- **Texte support**:

5. Il résulte de tout ce qui précède que M. B... est fondé à soutenir que c'est à tort que, par le jugement attaqué, le tribunal administratif de Châlons-en-Champagne a rejeté sa demande tendant à l'annulation de la décision de la ministre du travail du 10 mars 2020.

Sur les frais liés au litige :

6. D'une part, les dispositions de l'article L. 761-1 du code de justice administrative font obstacle à ce que soit mise à la charge de M. B..., qui n'est pas la partie perdante dans la présente instance, une somme au titre des frais exposés par l'AASEAA et non compris dans les dépens.

7. D'autre part, il y a lieu, dans les circonstances de l'espèce, de mettre à la charge de l'Etat la somme de 1 500 euros au titre des frais exposés par M. B... et non compris dans les dépens, en application de l'article L. 761-1 du code de justice administrative.

D E C I D E :

Article 1er : Le jugement no 1902135, 2000441, 2000864 du 26 février 2021 du tribunal administratif de Châlons-en-Champagne est annulé en tant qu'il a statué sur la demande de M. B....

Article 2 : La décision de la ministre du travail du 10 mars 2020 est annulée.

Article 3 : L'Etat versera à M. B... la somme de 1 500 euros sur le fondement de l'article L. 761-1 du code de justice administrative.

Article 4 : Les conclusions présentées par l'association auboise pour la sauvegarde de l'enfance, de l'adolescence et de l'adulte tendant à l'application des dispositions de l'article L. 761-1 du code de justice administrative sont rejetées.

Article 5 : Le présent arrêt sera notifié à M. A... B..., à l'association auboise pour la sauvegarde de l'enfance, de l'adolescence et de l'adulte et à la ministre du travail et de l'emploi.

- **Consigne**:
Extrayez de l'extrait de l'arrêt le passage compris entre « D E C I D E » et « et de l'emploi. », bornes incluses.

Un bloc de données:

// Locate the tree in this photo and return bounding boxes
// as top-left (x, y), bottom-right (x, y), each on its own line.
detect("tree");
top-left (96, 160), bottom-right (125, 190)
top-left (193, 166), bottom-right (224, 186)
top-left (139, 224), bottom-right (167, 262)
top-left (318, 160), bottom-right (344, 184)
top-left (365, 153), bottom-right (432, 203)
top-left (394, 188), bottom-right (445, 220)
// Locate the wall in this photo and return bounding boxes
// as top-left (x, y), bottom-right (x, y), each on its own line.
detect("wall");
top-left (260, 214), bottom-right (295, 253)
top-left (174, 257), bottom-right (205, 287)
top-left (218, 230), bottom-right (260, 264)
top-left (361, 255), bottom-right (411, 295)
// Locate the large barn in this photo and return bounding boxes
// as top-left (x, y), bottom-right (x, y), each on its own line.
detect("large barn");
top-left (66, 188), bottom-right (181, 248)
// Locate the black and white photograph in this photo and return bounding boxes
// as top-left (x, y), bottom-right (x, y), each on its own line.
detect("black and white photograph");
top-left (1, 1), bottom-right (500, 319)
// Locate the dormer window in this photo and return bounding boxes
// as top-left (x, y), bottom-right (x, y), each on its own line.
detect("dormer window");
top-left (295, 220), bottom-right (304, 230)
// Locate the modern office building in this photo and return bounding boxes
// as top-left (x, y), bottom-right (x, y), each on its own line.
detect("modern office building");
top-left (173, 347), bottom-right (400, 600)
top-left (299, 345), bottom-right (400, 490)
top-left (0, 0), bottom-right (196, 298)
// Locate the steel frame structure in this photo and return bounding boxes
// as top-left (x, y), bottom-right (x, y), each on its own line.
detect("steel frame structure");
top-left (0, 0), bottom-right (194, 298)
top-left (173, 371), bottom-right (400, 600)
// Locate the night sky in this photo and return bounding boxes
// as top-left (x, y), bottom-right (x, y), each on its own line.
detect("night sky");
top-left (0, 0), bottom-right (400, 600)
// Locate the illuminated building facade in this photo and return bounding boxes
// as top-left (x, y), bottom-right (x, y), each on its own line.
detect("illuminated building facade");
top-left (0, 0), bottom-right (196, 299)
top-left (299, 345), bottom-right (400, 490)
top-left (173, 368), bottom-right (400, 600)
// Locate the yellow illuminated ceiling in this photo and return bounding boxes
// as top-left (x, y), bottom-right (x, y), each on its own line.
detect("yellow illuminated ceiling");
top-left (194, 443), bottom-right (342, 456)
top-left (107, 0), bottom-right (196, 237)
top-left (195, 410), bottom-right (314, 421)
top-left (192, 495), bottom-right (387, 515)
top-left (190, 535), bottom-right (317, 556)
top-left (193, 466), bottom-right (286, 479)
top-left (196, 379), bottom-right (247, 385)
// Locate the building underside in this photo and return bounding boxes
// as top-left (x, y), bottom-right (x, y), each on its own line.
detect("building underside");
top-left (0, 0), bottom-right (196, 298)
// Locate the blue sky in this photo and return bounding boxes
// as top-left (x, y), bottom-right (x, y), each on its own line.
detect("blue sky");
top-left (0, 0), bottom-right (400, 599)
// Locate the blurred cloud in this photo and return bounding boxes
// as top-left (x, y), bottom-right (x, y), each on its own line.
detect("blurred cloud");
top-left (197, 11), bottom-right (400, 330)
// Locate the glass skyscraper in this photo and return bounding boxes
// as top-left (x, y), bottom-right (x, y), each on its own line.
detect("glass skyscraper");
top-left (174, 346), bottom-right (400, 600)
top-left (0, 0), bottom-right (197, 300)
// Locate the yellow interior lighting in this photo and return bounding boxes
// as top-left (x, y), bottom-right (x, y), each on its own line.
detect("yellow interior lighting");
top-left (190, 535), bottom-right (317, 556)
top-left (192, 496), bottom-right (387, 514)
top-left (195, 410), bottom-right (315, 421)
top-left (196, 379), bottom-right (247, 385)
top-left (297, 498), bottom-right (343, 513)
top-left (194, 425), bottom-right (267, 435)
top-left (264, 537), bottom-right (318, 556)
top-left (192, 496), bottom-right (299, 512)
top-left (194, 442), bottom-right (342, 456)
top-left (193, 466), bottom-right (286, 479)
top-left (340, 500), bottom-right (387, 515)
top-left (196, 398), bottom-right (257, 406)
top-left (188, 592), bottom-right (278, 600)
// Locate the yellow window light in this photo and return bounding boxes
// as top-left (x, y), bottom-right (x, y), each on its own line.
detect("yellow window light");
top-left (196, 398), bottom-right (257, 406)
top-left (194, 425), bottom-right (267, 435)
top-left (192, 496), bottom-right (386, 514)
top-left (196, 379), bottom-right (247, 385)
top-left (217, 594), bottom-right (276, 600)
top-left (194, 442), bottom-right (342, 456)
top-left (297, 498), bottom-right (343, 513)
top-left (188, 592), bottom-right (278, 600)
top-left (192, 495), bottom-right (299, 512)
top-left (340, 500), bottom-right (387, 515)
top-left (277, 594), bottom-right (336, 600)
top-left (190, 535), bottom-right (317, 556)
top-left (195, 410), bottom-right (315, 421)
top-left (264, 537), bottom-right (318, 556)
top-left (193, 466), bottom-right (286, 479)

- **Corrigé**:
D E C I D E :

Article 1er : Le jugement no 1902135, 2000441, 2000864 du 26 février 2021 du tribunal administratif de Châlons-en-Champagne est annulé en tant qu'il a statué sur la demande de M. B....

Article 2 : La décision de la ministre du travail du 10 mars 2020 est annulée.

Article 3 : L'Etat versera à M. B... la somme de 1 500 euros sur le fondement de l'article L. 761-1 du code de justice administrative.

Article 4 : Les conclusions présentées par l'association auboise pour la sauvegarde de l'enfance, de l'adolescence et de l'adulte tendant à l'application des dispositions de l'article L. 761-1 du code de justice administrative sont rejetées.

Article 5 : Le présent arrêt sera notifié à M. A... B..., à l'association auboise pour la sauvegarde de l'enfance, de l'adolescence et de l'adulte et à la ministre du travail et de l'emploi.